No blog Na Rede, da jonalista Ana Diniz, sob o título acima:
Numa passagem pela telinha, ouço o presidente da Transparência Brasil dizer que o Tribunal de Contas da União melhorou um pouco os controles, mas os tribunais de contas dos Estados e dos Municípios são inoperantes e a serviço de ex-governadores.
Eu não sei se o TCU “melhorou os controles” porque nunca antes, neste país, houve tanta corrupção. O que eu sei é que também nunca antes, neste país, houve tanta controlaria sobre a administração pública. Há, hoje, auditorias, ouvidorias, controladorias – mas controle, mesmo, neca. Tudo isso surfa nas montanhas de papel produzidas a partir de uma legislação que, desconfio, deve estar entre as mais burocráticas do mundo. Ir ao local, conferir o que foi feito do dinheiro – quem está fazendo isso é o jornalismo, global ou não. Sem consequências, naturalmente, porque não tem autoridade para tanto, e nem deve ter.
São toneladas de papel que arrimam as contas públicas – e, não sei quem disse com sabedoria, uma vez, acho que foi o Hélio Beltrão – quanto mais papel, mais corrupção. A infinita papelada cria desvãos e esconderijos, áreas de embarque e desembarque para todo tipo de golpe. Todos os tribunais de contas trabalham por amostragem, cujos critérios são, ora aleatórios, ora denuncistas. Simplesmente porque é humanamente impossível conferir toda a papelada – são alguns milhões de documentos a cada mês administrativo.
Produz-se papel para uma hipotética fiscalização – e a hipotética fiscalização é exigente com o papel. Falta uma assinatura: multa; publicou atrasado: multa; mas o buraco que não foi tapado, mas teve o serviço pago, passa tranquilo, tranquilo: a papelada está em ordem, ponto final.

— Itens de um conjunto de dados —
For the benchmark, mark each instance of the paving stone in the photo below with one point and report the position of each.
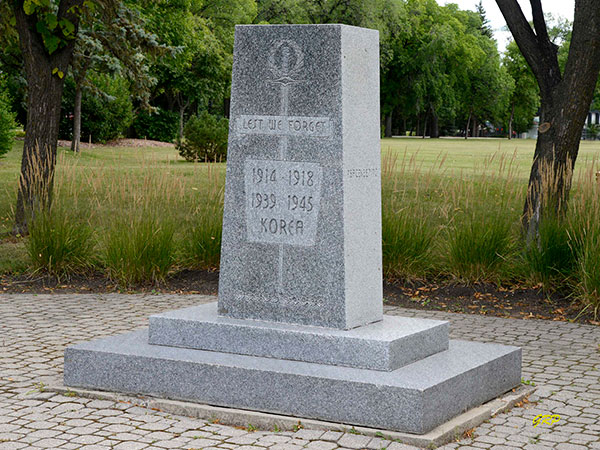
(562, 359)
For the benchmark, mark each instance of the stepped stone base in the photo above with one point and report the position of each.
(415, 398)
(385, 345)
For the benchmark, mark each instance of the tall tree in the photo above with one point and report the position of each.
(525, 98)
(47, 31)
(565, 101)
(112, 40)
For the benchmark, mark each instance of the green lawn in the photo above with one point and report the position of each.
(451, 206)
(470, 156)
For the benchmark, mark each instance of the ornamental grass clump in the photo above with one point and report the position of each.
(478, 245)
(139, 250)
(202, 246)
(407, 229)
(59, 244)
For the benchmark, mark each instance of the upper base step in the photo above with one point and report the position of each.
(386, 345)
(415, 398)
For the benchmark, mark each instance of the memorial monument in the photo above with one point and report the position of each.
(298, 328)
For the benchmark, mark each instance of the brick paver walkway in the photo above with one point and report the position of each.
(562, 359)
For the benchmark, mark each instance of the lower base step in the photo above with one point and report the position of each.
(415, 398)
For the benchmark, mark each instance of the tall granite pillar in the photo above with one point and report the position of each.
(302, 221)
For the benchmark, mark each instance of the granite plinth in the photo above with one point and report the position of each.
(385, 345)
(302, 211)
(415, 398)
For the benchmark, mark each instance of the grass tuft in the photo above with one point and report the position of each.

— TAREFA —
Atualize o texto sobre os tribunais de contas a partir das palavras "São toneladas de" e pare depois de "ordem, ponto final.", trocando "papelada" por "burocracia". Os registros não são usados em nada aqui.

— RESULTADO DA TAREFA —
São toneladas de papel que arrimam as contas públicas – e, não sei quem disse com sabedoria, uma vez, acho que foi o Hélio Beltrão – quanto mais papel, mais corrupção. A infinita burocracia cria desvãos e esconderijos, áreas de embarque e desembarque para todo tipo de golpe. Todos os tribunais de contas trabalham por amostragem, cujos critérios são, ora aleatórios, ora denuncistas. Simplesmente porque é humanamente impossível conferir toda a burocracia – são alguns milhões de documentos a cada mês administrativo.
Produz-se papel para uma hipotética fiscalização – e a hipotética fiscalização é exigente com o papel. Falta uma assinatura: multa; publicou atrasado: multa; mas o buraco que não foi tapado, mas teve o serviço pago, passa tranquilo, tranquilo: a burocracia está em ordem, ponto final.